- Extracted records

--*--

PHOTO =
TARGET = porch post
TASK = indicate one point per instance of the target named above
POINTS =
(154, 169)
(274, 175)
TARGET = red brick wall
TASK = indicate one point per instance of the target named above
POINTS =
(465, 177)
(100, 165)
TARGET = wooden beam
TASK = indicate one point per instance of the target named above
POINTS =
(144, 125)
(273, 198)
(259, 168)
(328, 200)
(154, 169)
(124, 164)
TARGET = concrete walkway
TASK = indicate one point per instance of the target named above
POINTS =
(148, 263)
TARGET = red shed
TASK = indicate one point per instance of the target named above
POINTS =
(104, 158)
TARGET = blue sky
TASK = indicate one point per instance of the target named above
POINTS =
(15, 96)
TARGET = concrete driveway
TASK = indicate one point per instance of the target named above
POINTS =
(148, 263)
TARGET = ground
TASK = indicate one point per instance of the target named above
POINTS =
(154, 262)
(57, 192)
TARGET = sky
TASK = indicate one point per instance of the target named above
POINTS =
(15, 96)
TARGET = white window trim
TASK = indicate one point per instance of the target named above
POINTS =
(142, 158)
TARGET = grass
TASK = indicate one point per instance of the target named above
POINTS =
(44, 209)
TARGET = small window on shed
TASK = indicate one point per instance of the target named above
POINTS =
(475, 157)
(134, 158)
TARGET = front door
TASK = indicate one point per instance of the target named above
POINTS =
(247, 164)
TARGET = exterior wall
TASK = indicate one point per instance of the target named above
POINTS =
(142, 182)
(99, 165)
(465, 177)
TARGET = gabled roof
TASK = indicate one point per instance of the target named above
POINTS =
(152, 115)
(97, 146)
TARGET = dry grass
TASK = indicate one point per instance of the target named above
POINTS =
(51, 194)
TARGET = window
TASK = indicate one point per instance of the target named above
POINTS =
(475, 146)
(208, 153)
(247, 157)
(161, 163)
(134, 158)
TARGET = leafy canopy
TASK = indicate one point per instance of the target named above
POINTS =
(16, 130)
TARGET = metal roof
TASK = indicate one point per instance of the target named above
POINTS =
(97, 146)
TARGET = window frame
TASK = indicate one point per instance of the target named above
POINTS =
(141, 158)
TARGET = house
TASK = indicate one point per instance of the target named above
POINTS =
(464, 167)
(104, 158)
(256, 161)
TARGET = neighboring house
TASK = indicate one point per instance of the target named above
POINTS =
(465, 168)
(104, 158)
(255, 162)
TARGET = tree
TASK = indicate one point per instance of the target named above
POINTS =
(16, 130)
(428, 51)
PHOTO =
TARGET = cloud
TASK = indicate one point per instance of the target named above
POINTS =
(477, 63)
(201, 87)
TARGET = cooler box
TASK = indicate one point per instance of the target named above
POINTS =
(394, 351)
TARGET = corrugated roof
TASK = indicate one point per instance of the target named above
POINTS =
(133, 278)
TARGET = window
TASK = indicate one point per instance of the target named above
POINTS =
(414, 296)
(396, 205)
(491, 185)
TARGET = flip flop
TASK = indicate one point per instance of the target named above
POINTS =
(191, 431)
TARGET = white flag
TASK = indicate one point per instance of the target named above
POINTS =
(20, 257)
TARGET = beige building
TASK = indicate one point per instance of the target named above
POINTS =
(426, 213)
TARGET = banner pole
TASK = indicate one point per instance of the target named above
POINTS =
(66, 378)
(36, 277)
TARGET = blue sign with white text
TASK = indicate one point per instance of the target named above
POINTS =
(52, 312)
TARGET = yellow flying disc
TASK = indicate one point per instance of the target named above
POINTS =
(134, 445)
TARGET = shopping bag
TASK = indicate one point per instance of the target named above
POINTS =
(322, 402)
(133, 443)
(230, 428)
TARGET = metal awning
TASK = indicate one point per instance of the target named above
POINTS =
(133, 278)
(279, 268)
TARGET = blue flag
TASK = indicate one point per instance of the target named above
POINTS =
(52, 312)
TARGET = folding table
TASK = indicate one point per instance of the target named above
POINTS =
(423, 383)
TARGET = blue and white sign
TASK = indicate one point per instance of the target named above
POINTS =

--*--

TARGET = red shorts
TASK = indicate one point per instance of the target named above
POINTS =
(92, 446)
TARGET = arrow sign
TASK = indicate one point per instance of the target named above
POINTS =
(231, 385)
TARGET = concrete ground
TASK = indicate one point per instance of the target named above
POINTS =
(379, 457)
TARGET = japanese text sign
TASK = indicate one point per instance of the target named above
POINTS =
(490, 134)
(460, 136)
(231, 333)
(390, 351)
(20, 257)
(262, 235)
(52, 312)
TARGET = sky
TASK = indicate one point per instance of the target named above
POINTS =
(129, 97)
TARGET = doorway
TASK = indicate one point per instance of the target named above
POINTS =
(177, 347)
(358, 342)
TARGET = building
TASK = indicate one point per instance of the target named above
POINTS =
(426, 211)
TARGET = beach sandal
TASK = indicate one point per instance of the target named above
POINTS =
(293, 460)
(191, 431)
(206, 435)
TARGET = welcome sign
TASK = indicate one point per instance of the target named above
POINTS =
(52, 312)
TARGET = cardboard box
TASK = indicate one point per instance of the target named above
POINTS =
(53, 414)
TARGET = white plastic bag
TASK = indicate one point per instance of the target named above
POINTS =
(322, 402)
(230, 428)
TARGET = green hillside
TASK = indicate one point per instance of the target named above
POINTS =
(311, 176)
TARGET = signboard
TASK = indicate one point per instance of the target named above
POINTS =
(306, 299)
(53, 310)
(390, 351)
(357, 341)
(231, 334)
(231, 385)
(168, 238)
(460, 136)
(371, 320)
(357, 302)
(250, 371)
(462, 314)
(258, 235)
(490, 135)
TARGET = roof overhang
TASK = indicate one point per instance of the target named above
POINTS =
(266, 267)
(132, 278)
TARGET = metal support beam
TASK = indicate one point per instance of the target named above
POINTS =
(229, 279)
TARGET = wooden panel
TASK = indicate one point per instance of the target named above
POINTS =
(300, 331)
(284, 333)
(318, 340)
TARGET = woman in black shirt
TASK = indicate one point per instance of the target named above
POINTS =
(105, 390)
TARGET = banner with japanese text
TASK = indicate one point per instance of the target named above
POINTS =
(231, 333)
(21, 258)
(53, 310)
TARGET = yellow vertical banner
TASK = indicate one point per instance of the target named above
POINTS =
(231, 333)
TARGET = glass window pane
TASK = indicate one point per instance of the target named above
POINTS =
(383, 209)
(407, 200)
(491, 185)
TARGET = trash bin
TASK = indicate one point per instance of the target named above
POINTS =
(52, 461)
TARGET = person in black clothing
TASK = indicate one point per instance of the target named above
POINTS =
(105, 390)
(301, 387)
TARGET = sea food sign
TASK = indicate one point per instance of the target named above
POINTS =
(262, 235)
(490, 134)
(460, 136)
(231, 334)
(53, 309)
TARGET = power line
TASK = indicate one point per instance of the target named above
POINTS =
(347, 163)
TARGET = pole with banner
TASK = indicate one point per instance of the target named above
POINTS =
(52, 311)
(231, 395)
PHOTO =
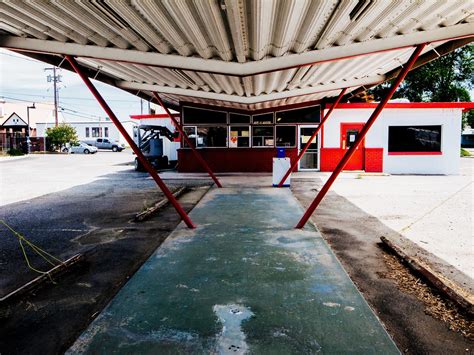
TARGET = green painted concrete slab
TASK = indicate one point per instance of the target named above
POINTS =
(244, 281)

--*--

- WHAT YOU HAVE TO DO
Return every line holding the word "japanese" from the records.

- REPLY TO THE EXERCISE
TARGET = japanese text sign
TARGET = banner with japanese text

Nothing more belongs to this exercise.